Dès l’adolescence, Jane passe sa première audition dans un théâtre londonien. Le trac la pétrifie. Elle ne peut prononcer un mot sur la scène. Coup de bol. La jolie sans voix est engagée sur-le-champ pour interpréter le rôle d’une muette violée puis écrasée par un bus. Avant de devenir Jane B., miss Birkin annonce la c(d)ouleur et signe Jane S. comme scandaleuse.
Alors que le swinging London bat son plein, le compositeur en vogue John Barry engage la débutante dans sa comédie musicale Passion Flower Hotel. Le titre est prémonitoire car les fleurs de la passion unissent le musicien à l’actrice qui, très vite, met au monde son premier bébé : Kate. Le mal être résonne déjà chez la jeune femme qui cache un crayon noir sous son oreiller afin de se maquiller au petit matin avant que son époux ne se réveille. Pour être présentable, mais avant tout pour être « aimable ». Peine perdue, John Barry le volage file à l’Anglaise vers les « famous sunlights » de Los Angeles. Jane l’a échappé belle. Peut-être si elle avait suivi son mari, serait-elle devenue aujourd’hui une « hype woman » bronzée et botoxée. Californienne alcoolique alanguie à longueur de journée près d’un carré turquoise aux eaux suicidaires si chères aux romans de Bret Easton Ellis.

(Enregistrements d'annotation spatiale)
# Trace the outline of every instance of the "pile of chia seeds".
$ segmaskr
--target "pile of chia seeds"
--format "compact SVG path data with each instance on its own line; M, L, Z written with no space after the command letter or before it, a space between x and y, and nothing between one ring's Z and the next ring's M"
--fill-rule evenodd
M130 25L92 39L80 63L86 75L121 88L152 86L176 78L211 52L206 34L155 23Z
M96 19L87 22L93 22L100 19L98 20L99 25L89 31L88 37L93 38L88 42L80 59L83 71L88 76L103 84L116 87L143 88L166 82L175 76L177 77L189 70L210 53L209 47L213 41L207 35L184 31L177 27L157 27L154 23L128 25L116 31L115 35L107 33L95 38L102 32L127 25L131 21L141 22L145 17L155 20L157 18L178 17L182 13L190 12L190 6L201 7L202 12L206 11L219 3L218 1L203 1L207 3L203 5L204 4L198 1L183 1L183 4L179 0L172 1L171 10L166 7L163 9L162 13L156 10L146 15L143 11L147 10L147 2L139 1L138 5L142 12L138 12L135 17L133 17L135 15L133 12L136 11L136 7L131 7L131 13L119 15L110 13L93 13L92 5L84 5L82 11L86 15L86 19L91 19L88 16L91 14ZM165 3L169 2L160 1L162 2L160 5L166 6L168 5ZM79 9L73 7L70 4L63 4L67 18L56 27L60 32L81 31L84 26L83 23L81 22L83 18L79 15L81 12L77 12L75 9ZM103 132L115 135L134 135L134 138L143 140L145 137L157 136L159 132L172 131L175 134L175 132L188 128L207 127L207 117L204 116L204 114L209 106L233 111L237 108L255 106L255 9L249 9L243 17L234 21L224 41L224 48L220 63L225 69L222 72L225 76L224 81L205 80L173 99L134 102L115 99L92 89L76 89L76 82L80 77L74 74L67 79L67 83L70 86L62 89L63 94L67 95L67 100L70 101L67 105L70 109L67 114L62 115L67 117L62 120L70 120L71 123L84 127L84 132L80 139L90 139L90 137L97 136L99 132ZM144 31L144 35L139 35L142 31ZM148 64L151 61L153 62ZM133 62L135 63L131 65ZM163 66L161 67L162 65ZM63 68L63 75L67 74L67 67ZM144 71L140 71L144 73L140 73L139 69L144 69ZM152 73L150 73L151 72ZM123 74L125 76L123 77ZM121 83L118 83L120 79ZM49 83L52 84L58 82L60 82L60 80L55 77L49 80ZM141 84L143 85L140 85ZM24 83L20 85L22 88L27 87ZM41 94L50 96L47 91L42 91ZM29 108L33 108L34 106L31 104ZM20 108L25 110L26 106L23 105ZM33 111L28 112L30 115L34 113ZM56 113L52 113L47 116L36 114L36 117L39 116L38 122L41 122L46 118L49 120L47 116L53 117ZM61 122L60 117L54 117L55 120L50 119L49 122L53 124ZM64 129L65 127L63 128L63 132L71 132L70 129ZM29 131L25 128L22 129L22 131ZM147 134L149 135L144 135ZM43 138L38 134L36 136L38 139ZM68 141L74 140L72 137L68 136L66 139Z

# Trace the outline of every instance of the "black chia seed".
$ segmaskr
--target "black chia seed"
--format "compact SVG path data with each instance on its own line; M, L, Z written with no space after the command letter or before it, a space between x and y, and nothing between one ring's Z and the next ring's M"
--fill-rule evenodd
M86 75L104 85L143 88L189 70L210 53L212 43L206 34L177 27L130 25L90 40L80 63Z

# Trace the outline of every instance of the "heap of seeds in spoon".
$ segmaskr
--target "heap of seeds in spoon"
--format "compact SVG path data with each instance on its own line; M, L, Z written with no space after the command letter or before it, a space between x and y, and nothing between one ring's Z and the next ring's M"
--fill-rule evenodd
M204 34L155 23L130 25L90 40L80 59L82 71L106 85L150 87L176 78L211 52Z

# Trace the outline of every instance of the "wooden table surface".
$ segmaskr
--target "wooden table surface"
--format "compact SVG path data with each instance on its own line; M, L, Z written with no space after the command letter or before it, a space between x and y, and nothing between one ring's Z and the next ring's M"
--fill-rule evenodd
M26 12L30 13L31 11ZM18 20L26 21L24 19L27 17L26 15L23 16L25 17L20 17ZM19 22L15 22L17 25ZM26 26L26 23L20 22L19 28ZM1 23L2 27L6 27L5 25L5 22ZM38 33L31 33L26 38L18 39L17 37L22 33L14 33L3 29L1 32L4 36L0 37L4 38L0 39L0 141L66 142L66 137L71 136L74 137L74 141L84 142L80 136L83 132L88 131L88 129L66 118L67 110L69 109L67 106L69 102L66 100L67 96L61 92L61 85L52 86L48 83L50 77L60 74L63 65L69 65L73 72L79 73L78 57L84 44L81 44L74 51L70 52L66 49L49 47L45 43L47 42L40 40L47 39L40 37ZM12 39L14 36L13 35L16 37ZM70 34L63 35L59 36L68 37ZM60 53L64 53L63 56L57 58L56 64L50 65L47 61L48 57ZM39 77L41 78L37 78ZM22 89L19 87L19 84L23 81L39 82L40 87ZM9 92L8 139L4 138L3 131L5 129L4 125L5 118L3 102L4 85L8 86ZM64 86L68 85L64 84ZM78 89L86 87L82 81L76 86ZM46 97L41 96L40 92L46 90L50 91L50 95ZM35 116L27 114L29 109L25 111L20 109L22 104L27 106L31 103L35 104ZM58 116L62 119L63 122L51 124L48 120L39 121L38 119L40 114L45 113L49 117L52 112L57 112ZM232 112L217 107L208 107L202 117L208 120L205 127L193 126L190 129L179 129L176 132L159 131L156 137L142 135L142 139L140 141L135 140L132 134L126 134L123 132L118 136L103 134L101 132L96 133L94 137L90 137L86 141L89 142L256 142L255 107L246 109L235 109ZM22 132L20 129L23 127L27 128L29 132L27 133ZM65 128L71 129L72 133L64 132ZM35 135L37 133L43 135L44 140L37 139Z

Consigne écrite:
Recopiez fidèlement le passage de l'extrait sur Jane Birkin, de « Alors que le » à « Bret Easton Ellis. ». Ces enregistrements forment un matériau distinct de l'extrait.

Solution proposée:
Alors que le swinging London bat son plein, le compositeur en vogue John Barry engage la débutante dans sa comédie musicale Passion Flower Hotel. Le titre est prémonitoire car les fleurs de la passion unissent le musicien à l’actrice qui, très vite, met au monde son premier bébé : Kate. Le mal être résonne déjà chez la jeune femme qui cache un crayon noir sous son oreiller afin de se maquiller au petit matin avant que son époux ne se réveille. Pour être présentable, mais avant tout pour être « aimable ». Peine perdue, John Barry le volage file à l’Anglaise vers les « famous sunlights » de Los Angeles. Jane l’a échappé belle. Peut-être si elle avait suivi son mari, serait-elle devenue aujourd’hui une « hype woman » bronzée et botoxée. Californienne alcoolique alanguie à longueur de journée près d’un carré turquoise aux eaux suicidaires si chères aux romans de Bret Easton Ellis.